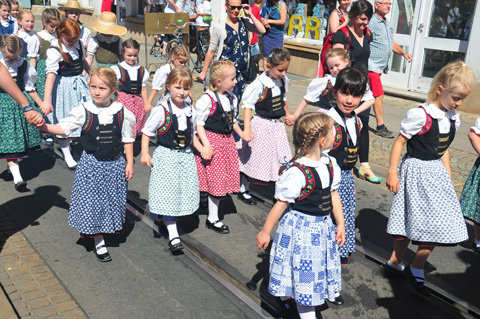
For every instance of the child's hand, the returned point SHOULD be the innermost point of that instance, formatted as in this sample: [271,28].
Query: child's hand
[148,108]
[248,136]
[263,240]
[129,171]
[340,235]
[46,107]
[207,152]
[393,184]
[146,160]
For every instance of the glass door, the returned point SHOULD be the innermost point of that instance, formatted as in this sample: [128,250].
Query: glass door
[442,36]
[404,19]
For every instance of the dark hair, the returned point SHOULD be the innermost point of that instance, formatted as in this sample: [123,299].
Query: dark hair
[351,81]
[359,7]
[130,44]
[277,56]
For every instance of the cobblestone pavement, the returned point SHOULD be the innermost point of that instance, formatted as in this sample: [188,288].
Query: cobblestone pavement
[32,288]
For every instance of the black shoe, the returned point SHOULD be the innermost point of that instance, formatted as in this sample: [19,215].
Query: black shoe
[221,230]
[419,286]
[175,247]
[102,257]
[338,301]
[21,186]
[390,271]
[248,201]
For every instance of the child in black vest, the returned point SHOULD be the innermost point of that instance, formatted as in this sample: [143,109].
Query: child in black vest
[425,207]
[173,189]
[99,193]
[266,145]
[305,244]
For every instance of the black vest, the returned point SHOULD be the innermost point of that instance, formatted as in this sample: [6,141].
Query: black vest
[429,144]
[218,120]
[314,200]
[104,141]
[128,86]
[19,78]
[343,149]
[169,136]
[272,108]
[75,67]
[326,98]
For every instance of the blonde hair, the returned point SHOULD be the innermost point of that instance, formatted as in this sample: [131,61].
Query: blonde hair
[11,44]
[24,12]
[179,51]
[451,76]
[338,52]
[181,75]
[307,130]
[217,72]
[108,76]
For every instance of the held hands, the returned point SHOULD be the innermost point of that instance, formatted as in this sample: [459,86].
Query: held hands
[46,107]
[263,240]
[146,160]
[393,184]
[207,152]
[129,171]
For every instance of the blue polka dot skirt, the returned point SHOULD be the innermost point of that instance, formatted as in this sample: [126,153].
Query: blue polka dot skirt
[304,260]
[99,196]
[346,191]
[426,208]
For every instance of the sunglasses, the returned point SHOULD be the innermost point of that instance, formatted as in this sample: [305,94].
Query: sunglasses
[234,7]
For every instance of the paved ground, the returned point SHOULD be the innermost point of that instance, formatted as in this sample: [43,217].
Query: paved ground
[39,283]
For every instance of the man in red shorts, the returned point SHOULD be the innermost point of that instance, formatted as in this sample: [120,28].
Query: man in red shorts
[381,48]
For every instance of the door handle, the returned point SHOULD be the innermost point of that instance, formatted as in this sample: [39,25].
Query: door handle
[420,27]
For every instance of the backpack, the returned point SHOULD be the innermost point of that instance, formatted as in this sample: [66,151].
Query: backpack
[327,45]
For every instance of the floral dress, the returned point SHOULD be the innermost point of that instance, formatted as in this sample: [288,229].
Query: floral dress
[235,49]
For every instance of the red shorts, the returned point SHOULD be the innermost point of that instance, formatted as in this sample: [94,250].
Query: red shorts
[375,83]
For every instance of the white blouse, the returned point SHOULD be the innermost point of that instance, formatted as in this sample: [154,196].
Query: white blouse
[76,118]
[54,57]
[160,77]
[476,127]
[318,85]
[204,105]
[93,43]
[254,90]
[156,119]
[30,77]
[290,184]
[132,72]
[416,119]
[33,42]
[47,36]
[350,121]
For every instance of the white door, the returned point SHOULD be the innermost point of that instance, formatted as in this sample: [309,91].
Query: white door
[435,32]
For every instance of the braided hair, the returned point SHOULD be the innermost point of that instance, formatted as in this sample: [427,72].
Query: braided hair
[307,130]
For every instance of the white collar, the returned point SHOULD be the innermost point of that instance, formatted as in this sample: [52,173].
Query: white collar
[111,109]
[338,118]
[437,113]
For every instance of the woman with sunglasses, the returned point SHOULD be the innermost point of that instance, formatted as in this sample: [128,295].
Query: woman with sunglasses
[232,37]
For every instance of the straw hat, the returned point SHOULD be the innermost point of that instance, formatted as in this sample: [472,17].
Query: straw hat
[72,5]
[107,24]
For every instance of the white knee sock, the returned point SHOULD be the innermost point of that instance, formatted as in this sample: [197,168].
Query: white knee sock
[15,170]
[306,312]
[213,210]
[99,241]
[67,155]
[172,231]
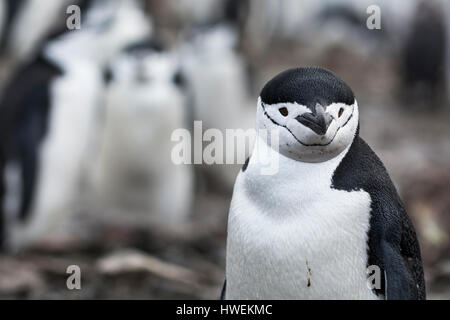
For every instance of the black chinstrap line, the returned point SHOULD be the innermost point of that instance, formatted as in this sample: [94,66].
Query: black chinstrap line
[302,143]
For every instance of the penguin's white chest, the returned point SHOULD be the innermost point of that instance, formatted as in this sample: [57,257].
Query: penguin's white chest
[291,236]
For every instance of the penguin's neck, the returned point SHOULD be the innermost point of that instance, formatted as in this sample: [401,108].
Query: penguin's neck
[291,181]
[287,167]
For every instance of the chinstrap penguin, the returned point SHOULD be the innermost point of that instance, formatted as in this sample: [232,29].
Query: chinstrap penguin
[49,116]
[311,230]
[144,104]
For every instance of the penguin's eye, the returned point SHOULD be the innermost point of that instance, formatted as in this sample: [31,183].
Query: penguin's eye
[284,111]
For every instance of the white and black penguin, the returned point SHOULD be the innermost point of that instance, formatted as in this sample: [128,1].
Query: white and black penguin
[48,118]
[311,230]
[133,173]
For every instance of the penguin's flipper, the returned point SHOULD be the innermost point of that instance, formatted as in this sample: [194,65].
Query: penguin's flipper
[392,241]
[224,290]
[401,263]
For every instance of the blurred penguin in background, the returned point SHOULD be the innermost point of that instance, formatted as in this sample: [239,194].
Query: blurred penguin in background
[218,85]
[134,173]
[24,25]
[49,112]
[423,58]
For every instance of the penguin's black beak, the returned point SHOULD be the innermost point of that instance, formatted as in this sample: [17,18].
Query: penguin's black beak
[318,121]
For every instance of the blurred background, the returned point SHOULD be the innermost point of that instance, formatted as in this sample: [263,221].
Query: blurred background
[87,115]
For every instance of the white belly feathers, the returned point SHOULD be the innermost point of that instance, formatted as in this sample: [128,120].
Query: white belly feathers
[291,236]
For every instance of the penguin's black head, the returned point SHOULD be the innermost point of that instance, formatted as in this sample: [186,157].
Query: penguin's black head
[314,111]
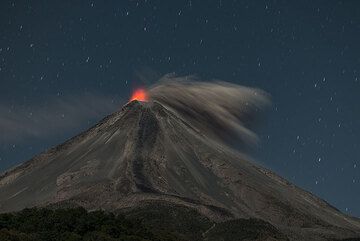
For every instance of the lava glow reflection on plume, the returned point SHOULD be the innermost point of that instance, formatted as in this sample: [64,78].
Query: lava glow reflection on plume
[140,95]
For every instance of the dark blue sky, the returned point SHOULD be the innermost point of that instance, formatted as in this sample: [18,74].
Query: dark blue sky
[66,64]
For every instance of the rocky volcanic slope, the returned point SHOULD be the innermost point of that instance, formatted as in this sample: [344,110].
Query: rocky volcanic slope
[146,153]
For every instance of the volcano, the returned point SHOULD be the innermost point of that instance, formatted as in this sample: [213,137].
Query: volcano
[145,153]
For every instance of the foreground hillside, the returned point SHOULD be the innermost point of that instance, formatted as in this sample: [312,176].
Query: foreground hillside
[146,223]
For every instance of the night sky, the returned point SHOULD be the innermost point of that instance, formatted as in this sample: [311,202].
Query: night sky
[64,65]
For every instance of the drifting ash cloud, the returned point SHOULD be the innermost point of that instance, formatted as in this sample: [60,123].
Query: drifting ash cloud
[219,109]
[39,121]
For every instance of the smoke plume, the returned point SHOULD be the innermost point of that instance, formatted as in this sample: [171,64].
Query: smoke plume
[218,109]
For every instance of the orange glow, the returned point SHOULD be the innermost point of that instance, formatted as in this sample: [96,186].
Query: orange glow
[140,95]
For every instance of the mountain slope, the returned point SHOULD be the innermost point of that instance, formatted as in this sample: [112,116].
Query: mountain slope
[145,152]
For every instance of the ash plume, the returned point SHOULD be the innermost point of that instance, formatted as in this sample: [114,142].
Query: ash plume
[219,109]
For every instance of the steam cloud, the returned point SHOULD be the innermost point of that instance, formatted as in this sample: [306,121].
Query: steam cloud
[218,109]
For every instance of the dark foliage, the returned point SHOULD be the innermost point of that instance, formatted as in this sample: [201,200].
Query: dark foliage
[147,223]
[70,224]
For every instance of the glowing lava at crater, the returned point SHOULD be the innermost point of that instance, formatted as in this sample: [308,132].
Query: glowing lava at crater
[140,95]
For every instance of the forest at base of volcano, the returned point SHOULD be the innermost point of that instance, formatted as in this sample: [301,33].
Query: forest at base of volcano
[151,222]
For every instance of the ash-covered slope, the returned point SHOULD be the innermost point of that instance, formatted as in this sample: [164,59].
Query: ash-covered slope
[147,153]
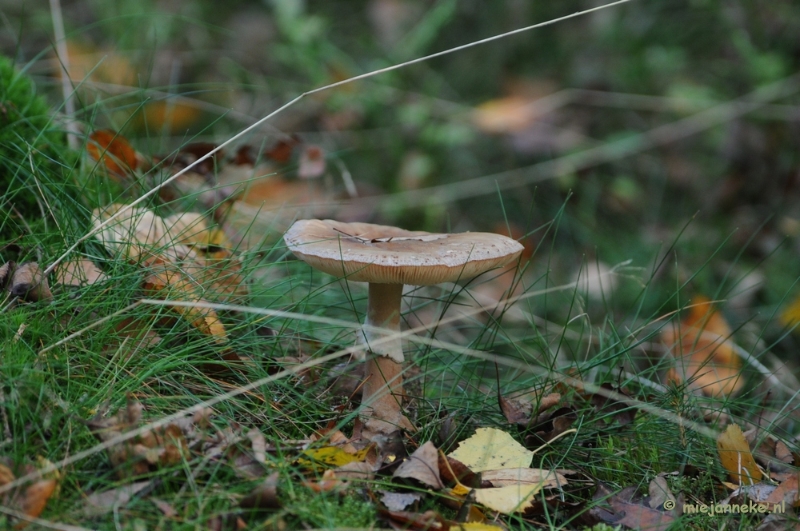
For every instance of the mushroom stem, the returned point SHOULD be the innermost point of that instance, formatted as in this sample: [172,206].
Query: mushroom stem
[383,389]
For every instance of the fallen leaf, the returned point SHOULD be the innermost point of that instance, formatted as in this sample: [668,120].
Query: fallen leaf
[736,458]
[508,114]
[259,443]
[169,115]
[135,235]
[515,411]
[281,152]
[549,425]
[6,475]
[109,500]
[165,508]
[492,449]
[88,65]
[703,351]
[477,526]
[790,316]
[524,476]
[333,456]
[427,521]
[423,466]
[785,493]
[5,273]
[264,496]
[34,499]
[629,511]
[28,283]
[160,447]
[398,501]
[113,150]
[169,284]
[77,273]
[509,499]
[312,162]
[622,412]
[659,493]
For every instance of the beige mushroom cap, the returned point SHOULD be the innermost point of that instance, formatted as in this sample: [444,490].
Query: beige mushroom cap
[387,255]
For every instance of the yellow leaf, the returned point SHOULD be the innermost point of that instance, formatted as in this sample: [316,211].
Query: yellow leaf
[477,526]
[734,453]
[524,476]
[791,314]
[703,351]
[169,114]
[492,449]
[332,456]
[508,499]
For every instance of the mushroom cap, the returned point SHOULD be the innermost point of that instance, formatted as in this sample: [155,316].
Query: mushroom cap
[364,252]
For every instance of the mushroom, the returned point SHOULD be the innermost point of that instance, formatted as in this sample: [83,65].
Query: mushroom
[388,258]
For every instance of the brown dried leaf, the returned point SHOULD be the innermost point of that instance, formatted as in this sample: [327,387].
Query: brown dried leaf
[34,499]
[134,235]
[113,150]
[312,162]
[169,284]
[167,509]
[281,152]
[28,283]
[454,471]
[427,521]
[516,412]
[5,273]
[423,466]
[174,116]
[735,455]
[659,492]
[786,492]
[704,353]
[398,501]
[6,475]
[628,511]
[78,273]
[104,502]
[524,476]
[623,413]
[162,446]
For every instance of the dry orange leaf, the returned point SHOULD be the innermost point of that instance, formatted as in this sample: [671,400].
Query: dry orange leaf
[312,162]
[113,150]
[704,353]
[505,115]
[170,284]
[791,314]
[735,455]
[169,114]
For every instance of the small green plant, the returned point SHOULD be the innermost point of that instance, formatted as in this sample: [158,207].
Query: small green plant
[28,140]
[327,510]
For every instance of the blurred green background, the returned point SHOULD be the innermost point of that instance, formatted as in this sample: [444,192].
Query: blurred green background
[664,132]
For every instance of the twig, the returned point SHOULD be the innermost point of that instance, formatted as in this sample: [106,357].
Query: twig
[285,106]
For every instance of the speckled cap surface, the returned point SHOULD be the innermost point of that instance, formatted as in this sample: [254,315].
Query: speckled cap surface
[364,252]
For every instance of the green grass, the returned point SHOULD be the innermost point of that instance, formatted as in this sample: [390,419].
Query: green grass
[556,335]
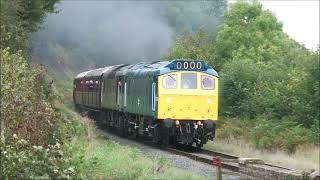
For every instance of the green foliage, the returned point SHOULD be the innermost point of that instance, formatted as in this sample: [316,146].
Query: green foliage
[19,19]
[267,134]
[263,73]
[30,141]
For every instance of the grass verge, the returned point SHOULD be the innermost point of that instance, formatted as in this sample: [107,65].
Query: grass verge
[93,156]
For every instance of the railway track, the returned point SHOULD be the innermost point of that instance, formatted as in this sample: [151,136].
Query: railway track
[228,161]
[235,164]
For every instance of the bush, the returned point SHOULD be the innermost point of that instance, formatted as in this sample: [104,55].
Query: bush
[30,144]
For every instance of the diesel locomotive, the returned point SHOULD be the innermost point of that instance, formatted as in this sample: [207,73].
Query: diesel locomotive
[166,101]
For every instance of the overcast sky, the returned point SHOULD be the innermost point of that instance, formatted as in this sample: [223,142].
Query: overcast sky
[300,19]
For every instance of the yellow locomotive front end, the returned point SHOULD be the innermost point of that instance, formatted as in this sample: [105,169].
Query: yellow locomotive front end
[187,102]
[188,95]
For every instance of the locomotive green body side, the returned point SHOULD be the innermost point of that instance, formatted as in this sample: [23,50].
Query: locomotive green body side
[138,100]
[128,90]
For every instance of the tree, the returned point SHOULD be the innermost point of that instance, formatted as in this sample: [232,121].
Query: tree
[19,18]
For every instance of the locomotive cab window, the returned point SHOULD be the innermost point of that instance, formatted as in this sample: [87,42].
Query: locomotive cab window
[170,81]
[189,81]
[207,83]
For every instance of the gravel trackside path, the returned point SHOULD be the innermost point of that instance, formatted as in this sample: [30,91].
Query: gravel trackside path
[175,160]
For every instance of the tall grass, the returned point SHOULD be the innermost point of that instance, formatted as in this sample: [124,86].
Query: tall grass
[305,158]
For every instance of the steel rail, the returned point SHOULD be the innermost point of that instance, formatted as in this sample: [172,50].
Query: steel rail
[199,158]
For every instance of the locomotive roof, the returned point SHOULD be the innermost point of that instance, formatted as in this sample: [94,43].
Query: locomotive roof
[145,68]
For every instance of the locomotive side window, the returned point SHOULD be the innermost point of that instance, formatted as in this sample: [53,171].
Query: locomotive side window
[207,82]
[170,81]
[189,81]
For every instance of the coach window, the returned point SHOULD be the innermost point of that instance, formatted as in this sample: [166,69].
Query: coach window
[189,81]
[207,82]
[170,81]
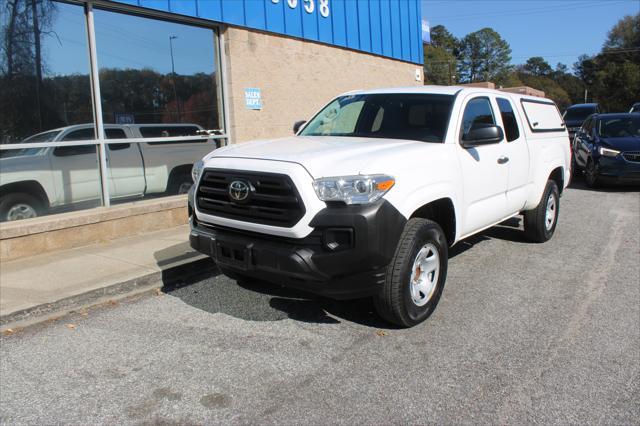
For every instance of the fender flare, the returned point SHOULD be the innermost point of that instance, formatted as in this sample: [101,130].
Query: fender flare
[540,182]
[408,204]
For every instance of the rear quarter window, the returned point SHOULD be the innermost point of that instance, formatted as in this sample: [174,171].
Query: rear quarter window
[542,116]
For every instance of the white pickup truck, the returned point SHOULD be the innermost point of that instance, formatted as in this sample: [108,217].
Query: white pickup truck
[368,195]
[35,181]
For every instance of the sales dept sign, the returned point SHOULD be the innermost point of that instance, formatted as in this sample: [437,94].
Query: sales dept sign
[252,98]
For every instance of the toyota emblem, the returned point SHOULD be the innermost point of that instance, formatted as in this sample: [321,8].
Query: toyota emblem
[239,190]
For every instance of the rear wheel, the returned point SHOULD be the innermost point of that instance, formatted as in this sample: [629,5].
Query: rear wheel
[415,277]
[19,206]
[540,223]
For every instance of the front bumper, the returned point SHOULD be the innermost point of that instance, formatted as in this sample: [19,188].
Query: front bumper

* * *

◆ Set exercise ◆
Output the line containing "For every instance of the locomotive side" and each line after it, through the end of the material, exactly as given. No pictures belong in the output.

◆ Written solution ◆
For every instance of the locomotive side window, the returned point SHOULD be the innermost point of that instance, formatted as in this sample: [53,171].
Query: locomotive side window
[207,82]
[170,81]
[189,81]
For every instance of the coach window, the returned point SHOULD be the innermost point of that instance, formatted as in this sample: [166,69].
Query: coach window
[189,81]
[207,82]
[170,81]
For every instance of the fender flare, the returned point SHOULD be the innermost point of that instance, formatted as in this sample: [101,130].
Query: fender flare
[540,182]
[408,204]
For every instance of the rear quarter window, the returned point SHOULD be the innermost point of that instance, formatted as in this sample: [174,171].
Query: rear quarter window
[542,116]
For every instance of the white pickup truck, the returned point SHOULD be the innermost point of that instance, formatted as in this sample: [108,217].
Query: white pickup truck
[368,195]
[35,181]
For every instance of the sales dept sign, the returned point SHOULD be the innermost point of that instance, formatted as in this sample: [437,94].
Query: sales dept sign
[252,98]
For every instance of the toyota emblem, the returned point SHOULD be the innermost point of that instance, formatted as in this sample: [321,8].
Query: toyota emblem
[239,190]
For every instance of the rear wheel, the returned point SHOULD be the innermost point of that instance, formatted as in this sample: [629,5].
Query: rear wheel
[415,277]
[19,206]
[540,223]
For every instance of the front bumper, the returned point SHOULD be the innermost point of that instance, formatted as in this sample: [19,188].
Query: front bumper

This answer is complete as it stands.